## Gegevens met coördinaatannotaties
┏━━
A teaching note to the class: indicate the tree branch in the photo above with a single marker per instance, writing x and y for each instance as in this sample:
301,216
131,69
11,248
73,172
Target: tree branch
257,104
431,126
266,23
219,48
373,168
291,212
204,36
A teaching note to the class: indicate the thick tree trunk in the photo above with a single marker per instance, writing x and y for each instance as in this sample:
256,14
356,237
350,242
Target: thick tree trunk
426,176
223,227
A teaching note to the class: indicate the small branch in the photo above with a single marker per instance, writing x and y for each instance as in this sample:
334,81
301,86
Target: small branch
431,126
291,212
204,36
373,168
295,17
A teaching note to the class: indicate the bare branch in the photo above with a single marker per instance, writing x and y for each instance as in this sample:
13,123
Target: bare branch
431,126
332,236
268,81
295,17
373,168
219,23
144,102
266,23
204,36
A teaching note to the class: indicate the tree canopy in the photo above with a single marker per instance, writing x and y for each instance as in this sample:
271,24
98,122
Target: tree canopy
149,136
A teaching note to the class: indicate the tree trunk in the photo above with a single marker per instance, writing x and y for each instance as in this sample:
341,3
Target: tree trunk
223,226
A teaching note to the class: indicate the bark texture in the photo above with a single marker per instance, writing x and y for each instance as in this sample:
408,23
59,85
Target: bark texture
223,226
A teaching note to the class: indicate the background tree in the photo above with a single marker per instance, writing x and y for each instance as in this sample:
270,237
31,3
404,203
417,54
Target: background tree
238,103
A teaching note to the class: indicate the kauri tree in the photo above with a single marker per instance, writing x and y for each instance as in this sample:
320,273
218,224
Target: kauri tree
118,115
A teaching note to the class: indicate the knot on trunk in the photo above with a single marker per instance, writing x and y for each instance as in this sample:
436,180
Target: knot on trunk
┗━━
┏━━
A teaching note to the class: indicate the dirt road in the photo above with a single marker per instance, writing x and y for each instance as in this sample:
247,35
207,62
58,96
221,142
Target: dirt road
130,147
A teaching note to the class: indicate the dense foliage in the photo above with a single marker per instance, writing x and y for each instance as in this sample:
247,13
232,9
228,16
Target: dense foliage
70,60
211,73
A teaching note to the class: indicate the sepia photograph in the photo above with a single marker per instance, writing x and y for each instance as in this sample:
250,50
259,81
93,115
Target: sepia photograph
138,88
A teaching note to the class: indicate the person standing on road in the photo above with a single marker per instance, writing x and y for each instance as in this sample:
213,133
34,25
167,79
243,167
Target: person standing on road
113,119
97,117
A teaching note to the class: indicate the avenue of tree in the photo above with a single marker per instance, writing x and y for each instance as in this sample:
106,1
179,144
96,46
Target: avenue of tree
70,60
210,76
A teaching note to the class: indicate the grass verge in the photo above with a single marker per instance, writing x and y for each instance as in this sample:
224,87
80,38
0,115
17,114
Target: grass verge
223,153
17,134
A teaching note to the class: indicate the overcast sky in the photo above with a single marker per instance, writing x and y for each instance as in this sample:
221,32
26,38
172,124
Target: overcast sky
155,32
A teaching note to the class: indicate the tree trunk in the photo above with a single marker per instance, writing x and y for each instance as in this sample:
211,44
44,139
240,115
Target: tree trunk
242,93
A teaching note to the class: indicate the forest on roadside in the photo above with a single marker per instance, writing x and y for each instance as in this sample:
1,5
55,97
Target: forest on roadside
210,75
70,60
┗━━
## Opdrachtvereisten
Zet in de gegevens hierboven de regels om naar een JSON-lijst van strings, beginnend bij de regel met "A teaching note to the class: indicate the knot" en eindigend bij de regel met "Target: knot on trunk". Geef elke regel als één string en laat lege regels weg.

## Resultaat van oefening
[
  "A teaching note to the class: indicate the knot on trunk in the photo above with a single marker per instance, writing x and y for each instance as in this sample:",
  "436,180",
  "Target: knot on trunk"
]